GIVEN TASK - What follows is a set of records, each of which is to be written out exactly.

§

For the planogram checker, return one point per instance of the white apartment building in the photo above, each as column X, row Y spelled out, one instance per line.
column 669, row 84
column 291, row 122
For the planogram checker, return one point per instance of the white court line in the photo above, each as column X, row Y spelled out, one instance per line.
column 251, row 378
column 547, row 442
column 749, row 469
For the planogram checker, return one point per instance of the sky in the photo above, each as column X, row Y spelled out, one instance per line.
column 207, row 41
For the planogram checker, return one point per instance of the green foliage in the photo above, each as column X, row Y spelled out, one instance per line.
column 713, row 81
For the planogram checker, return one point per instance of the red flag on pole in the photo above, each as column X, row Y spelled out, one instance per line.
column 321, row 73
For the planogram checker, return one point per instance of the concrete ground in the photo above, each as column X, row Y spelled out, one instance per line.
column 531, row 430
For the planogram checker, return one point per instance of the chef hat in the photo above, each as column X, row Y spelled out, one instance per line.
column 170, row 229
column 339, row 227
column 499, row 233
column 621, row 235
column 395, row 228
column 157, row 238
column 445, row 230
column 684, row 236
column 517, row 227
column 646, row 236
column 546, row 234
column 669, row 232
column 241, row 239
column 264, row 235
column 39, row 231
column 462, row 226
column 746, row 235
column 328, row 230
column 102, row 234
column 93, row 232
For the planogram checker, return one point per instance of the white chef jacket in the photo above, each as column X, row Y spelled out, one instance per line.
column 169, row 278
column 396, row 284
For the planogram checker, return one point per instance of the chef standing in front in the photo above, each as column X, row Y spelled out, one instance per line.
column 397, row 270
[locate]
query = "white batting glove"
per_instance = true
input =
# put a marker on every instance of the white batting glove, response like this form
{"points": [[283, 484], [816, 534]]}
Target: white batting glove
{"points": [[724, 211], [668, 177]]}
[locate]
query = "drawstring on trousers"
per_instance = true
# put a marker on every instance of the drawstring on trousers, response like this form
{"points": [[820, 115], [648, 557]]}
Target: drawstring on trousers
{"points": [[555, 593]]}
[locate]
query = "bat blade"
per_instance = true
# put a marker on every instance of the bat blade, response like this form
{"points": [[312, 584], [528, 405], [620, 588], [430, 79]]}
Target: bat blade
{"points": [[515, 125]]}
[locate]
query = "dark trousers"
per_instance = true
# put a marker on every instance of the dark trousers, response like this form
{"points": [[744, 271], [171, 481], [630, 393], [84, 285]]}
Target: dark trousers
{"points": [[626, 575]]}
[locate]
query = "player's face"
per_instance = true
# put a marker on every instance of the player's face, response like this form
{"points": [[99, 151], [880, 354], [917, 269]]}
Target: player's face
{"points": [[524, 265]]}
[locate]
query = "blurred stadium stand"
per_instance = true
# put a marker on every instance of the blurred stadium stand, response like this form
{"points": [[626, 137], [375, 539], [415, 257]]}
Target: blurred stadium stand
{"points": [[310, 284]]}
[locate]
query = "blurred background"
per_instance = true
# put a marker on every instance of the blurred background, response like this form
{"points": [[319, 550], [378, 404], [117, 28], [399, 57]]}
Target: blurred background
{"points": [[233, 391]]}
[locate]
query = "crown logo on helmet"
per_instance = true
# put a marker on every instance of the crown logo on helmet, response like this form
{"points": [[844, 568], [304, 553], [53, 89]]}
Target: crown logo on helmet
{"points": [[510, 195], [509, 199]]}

§

ANSWER TO THIS PROBLEM -
For the planogram checker, return one point per instance of the white apartment building in the photo above, each as column X, row Y spelled out, one instance per line.
column 669, row 84
column 291, row 122
For the planogram checker, return one point per instance of the white court line in the photo above, each as column X, row Y spelled out, one instance per line.
column 251, row 378
column 547, row 442
column 749, row 469
For the planogram checker, return one point per instance of the sky in the photo above, each as column X, row Y spelled out, one instance per line.
column 207, row 41
For the planogram checker, return one point per instance of the green foliage in the photo above, each as column X, row Y spelled out, one instance per line.
column 713, row 81
For the planogram checker, return one point per instance of the red flag on pole in the photo above, each as column X, row Y spelled out, one instance per line.
column 321, row 73
For the planogram checker, return one point per instance of the concrete ground in the photo above, each as column X, row Y spelled out, one instance per line.
column 531, row 430
For the planogram checker, return one point per instance of the chef hat in the photo above, each as column X, row Y spelled out, one instance per line.
column 170, row 229
column 339, row 227
column 499, row 233
column 621, row 235
column 395, row 228
column 157, row 238
column 445, row 230
column 684, row 236
column 517, row 227
column 646, row 236
column 546, row 234
column 669, row 232
column 241, row 239
column 264, row 235
column 39, row 231
column 462, row 226
column 746, row 235
column 328, row 230
column 102, row 234
column 93, row 232
For the planogram checker, return one point per instance of the white chef jacket in the photo above, each as column X, row Y spelled out, one instance per line.
column 169, row 278
column 396, row 284
For the planogram checker, return one point per instance of the chef standing in front in the photo above, each as column X, row Y spelled out, one instance per line.
column 397, row 270
[locate]
query = "white batting glove"
per_instance = true
input =
# put a marker on every instance of the white batting glove, response like this form
{"points": [[283, 484], [816, 534]]}
Target: white batting glove
{"points": [[724, 211], [668, 177]]}
[locate]
query = "drawstring on trousers"
per_instance = true
# put a marker on every instance of the drawstring on trousers, response like this form
{"points": [[820, 115], [648, 557]]}
Target: drawstring on trousers
{"points": [[555, 593]]}
[locate]
query = "bat blade"
per_instance = true
# put a marker on every instance of the bat blade, response like this form
{"points": [[312, 584], [528, 405], [620, 588], [430, 79]]}
Target: bat blade
{"points": [[515, 125]]}
[locate]
query = "dark trousers"
per_instance = true
# put a marker on every instance of the dark trousers, response like this form
{"points": [[744, 271], [171, 481], [630, 393], [84, 285]]}
Target: dark trousers
{"points": [[626, 575]]}
[locate]
query = "player's face"
per_instance = true
# put a marker on every instance of the player's face, response like this form
{"points": [[99, 151], [880, 354], [917, 269]]}
Target: player's face
{"points": [[524, 265]]}
[locate]
query = "blurred stadium stand"
per_instance = true
# put a marker on every instance of the blurred stadium stand, response like this form
{"points": [[626, 137], [375, 539], [415, 257]]}
Target: blurred stadium stand
{"points": [[310, 284]]}
[locate]
query = "blurred background"
per_instance = true
# put a marker on every instance of the blurred background, response like this form
{"points": [[319, 550], [378, 404], [117, 28], [399, 57]]}
Target: blurred background
{"points": [[233, 391]]}
[locate]
query = "crown logo on helmet"
per_instance = true
# put a marker on every instance of the crown logo on helmet, response like this form
{"points": [[844, 568], [304, 553], [53, 89]]}
Target: crown logo on helmet
{"points": [[510, 195], [509, 199]]}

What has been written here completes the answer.